ENTRIES SUPPLIED
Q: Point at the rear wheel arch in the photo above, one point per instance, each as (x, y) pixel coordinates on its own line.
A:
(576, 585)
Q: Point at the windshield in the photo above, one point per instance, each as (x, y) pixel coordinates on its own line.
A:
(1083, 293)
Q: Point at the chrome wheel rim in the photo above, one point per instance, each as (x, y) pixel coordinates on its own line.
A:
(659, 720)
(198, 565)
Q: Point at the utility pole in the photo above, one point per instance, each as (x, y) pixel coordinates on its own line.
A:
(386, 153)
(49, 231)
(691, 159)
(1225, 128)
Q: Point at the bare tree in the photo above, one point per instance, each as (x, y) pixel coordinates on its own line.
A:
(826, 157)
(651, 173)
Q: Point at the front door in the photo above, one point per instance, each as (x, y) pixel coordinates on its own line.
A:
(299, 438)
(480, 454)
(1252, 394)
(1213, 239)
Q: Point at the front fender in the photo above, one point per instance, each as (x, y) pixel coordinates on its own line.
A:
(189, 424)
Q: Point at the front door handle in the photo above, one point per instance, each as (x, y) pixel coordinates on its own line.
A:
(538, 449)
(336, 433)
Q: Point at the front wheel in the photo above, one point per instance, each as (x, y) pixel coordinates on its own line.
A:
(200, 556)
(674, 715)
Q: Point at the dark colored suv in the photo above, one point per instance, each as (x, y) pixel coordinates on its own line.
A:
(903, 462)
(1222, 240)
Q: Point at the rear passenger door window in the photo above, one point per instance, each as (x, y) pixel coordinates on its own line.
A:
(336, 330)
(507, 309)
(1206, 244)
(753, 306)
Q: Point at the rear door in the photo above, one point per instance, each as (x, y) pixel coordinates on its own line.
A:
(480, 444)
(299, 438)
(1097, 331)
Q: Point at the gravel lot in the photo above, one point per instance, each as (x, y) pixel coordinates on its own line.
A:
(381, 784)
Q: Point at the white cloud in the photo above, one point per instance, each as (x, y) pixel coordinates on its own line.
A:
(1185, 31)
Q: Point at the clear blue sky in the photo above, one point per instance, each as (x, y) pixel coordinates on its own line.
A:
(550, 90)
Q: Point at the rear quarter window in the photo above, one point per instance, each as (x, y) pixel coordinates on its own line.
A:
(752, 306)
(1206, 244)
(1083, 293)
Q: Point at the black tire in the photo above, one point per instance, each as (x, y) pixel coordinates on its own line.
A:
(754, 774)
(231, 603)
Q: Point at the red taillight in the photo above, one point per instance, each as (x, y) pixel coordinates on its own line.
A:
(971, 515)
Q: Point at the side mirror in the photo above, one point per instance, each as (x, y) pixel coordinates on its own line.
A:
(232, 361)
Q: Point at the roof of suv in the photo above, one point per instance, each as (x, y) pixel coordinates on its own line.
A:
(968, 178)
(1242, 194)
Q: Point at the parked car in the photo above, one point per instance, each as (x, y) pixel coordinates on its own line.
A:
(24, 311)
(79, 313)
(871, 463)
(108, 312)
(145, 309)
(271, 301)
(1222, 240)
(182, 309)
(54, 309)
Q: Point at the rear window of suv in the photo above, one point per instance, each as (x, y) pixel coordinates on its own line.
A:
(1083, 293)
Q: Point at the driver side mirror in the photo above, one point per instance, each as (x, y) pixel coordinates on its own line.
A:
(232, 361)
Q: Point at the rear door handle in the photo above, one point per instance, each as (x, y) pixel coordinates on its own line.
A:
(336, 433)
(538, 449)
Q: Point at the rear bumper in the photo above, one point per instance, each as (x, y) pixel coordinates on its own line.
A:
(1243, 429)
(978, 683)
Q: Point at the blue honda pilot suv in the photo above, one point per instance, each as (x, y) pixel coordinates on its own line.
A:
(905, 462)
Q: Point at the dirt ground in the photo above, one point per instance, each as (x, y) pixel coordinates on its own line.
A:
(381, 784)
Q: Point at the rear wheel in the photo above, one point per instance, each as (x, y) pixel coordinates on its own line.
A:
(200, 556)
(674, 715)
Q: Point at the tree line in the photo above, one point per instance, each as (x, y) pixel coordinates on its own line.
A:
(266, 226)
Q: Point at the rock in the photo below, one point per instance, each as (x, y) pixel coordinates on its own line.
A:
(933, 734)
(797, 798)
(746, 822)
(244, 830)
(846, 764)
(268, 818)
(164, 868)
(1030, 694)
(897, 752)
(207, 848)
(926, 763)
...
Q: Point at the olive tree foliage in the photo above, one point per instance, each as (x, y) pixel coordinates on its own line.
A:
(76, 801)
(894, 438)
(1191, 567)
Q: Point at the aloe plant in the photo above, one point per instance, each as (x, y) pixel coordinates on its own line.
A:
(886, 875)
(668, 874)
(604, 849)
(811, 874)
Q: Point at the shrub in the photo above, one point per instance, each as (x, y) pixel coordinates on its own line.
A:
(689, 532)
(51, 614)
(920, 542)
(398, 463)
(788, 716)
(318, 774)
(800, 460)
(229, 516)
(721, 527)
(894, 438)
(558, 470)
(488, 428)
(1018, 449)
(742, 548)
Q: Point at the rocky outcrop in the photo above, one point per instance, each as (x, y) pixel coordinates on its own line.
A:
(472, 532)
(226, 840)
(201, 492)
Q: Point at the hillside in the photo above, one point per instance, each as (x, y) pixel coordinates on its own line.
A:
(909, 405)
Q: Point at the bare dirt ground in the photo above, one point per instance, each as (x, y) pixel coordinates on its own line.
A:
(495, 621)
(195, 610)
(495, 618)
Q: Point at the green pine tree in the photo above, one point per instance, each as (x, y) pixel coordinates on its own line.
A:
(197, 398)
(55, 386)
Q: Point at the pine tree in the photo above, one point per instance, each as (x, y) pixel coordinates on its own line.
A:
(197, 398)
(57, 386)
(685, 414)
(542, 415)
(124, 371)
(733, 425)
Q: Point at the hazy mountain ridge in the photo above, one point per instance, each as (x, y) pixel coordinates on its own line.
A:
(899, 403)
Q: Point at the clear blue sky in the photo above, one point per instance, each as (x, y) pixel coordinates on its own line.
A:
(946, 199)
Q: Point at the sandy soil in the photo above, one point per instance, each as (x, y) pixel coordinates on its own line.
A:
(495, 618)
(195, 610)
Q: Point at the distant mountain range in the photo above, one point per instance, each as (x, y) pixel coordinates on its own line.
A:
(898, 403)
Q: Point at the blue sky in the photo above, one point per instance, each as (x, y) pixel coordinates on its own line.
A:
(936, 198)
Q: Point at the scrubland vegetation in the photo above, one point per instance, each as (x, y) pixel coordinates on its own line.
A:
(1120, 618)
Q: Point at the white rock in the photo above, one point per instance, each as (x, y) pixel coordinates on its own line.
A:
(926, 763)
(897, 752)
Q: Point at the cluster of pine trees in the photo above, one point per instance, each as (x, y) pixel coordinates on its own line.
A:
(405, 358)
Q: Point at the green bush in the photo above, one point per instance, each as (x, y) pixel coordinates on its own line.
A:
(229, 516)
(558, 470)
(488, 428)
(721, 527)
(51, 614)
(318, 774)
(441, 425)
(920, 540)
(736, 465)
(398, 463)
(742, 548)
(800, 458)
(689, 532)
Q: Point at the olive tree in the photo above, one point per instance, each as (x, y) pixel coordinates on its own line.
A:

WHAT YOU HAVE TO DO
Write out the records word for word, from the line containing "Q: Point at the rear wheel arch" through the line containing "(1213, 239)", including both of those lines.

OUTPUT FOR THIS TASK
Q: Point at the rear wheel arch in the photo above, one point per instance, each as (x, y) pixel coordinates on its own line.
A:
(576, 585)
Q: Point at the windshield in the photo above, one point per instance, each as (x, y) pixel coordinates on its own line.
A:
(1083, 293)
Q: Point at the chrome wheel rim in the photo above, one point per instance, each as (x, y) pixel coordinates on its own line.
A:
(659, 720)
(198, 565)
Q: Point at the utility pole in the photo above, one point per instance, each as (x, y) pixel coordinates on its own line.
A:
(386, 153)
(49, 231)
(691, 159)
(1225, 128)
Q: Point at the bare tree in the photo above, one point per instance, each as (x, y) pixel coordinates on its own line.
A:
(826, 157)
(651, 173)
Q: Point at the front door in the photo above, one point per instance, each as (x, y) pixel coordinates on its own line.
A:
(299, 438)
(480, 454)
(1252, 394)
(1213, 239)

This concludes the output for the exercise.